======== SOURCE MATERIAL ========
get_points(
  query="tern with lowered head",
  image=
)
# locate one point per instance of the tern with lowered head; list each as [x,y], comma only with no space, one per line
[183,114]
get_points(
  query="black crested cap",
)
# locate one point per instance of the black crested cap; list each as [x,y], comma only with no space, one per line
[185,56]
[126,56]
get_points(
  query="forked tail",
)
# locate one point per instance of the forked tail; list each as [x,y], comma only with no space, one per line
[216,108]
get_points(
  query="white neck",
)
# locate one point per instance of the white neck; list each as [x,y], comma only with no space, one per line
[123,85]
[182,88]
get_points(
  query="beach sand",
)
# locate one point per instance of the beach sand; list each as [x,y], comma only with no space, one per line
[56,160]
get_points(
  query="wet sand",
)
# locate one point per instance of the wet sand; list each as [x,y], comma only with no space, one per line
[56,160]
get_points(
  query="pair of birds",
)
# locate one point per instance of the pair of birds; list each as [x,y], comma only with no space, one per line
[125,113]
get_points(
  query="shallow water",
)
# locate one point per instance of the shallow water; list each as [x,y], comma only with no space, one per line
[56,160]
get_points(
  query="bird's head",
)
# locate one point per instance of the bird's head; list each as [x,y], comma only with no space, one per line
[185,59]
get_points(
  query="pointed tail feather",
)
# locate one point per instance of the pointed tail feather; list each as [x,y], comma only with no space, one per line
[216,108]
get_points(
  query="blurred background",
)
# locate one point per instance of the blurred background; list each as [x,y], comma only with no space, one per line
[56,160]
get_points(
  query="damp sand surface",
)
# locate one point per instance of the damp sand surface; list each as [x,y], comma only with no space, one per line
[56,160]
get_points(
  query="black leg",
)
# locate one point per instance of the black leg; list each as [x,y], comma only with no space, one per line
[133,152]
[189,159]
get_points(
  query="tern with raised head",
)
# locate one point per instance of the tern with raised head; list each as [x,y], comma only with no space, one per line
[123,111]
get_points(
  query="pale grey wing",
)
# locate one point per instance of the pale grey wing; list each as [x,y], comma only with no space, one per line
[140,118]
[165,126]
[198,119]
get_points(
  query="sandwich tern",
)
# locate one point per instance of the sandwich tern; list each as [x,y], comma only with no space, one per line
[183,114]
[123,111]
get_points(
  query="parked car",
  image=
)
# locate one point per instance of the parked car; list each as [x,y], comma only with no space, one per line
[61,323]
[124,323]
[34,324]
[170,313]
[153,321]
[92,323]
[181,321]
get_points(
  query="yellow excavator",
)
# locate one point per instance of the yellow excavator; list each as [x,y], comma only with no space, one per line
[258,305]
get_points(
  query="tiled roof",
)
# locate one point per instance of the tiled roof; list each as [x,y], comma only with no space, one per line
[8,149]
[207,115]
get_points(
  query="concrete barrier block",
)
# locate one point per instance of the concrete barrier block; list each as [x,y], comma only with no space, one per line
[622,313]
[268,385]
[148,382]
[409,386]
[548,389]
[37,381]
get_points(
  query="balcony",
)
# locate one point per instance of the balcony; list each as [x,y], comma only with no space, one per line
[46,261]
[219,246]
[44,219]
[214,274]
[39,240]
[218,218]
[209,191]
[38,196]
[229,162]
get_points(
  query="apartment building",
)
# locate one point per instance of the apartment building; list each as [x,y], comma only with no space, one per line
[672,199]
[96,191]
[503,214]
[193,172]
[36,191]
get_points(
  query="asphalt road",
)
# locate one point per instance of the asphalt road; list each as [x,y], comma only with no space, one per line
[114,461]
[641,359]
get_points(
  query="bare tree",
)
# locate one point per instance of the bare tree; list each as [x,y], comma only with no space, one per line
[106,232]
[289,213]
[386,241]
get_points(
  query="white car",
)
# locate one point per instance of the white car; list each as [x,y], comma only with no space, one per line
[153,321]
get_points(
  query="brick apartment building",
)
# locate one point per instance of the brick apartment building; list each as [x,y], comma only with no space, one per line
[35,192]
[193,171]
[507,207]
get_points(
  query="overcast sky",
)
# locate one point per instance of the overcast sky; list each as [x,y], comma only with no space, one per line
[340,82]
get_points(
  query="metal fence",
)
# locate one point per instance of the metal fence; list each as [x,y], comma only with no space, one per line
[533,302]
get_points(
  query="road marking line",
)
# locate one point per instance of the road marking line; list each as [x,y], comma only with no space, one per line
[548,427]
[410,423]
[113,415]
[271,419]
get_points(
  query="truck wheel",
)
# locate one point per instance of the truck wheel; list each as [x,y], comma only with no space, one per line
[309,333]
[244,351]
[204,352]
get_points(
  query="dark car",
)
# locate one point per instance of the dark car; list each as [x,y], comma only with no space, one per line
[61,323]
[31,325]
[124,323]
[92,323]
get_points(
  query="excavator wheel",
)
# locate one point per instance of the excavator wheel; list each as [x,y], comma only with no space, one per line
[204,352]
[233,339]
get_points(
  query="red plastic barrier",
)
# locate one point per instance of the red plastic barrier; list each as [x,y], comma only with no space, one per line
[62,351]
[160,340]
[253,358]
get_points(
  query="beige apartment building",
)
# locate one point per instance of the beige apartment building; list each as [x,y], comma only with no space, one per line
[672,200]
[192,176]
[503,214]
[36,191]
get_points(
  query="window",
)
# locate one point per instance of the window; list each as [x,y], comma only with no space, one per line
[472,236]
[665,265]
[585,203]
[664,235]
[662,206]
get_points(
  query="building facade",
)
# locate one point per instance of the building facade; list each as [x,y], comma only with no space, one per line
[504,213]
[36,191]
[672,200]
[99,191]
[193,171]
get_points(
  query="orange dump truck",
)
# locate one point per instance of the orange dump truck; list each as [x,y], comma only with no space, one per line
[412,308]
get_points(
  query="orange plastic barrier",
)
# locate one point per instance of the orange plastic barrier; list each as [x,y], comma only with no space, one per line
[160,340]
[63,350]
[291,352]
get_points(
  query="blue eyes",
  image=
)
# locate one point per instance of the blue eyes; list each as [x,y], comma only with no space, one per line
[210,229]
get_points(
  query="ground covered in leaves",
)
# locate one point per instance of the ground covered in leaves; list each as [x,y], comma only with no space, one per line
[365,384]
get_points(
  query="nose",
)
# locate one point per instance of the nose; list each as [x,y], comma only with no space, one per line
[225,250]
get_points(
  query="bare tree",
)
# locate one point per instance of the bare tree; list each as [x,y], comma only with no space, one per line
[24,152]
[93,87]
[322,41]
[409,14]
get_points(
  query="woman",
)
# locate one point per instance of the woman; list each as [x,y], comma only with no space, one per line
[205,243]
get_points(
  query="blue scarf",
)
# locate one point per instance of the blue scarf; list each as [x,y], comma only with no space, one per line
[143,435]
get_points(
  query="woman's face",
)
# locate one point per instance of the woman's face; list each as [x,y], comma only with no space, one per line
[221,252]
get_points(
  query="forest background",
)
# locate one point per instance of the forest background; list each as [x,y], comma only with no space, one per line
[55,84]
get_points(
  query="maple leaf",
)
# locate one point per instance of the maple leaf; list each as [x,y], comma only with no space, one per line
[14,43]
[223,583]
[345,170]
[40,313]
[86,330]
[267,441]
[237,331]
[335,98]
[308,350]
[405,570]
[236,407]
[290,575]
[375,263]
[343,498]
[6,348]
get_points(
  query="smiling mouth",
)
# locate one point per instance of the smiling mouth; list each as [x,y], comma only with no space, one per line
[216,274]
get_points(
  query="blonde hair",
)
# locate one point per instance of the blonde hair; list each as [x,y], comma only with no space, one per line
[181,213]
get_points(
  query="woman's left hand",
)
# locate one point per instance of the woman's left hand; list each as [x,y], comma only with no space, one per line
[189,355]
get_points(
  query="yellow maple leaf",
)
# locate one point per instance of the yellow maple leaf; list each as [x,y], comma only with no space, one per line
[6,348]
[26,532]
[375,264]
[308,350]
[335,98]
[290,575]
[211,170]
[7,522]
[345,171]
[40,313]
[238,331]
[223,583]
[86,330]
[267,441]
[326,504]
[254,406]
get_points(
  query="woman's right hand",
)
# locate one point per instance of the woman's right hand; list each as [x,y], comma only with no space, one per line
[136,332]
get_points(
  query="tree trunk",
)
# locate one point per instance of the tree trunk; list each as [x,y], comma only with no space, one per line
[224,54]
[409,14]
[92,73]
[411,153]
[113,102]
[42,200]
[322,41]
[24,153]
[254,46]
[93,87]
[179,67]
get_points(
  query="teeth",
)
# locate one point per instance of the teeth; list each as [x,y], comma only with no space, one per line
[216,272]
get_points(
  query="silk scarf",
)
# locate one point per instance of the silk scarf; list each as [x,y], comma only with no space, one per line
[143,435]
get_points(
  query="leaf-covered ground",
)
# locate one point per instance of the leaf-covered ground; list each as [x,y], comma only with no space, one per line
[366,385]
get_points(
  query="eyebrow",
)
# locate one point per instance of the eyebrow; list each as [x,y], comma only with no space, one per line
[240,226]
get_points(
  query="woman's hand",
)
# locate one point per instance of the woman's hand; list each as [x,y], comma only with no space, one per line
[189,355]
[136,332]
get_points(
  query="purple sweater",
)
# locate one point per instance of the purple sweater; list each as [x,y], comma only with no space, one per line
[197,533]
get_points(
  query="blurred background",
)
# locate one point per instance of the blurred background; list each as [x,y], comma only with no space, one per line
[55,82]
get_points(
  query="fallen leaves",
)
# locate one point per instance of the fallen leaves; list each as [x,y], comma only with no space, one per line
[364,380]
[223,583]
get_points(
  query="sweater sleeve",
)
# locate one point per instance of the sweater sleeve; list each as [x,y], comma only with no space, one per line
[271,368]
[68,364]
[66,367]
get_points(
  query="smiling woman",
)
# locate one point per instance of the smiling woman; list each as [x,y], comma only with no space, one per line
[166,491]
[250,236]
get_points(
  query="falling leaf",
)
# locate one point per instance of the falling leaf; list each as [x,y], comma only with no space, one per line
========
TASK DESCRIPTION:
Which of the lines above hold the word "falling"? Copy each one.

SOLUTION TO THIS TASK:
  query="falling leaf",
# locate one point per instance of the falling leaf; list each as [x,y], comma only with no space, one per line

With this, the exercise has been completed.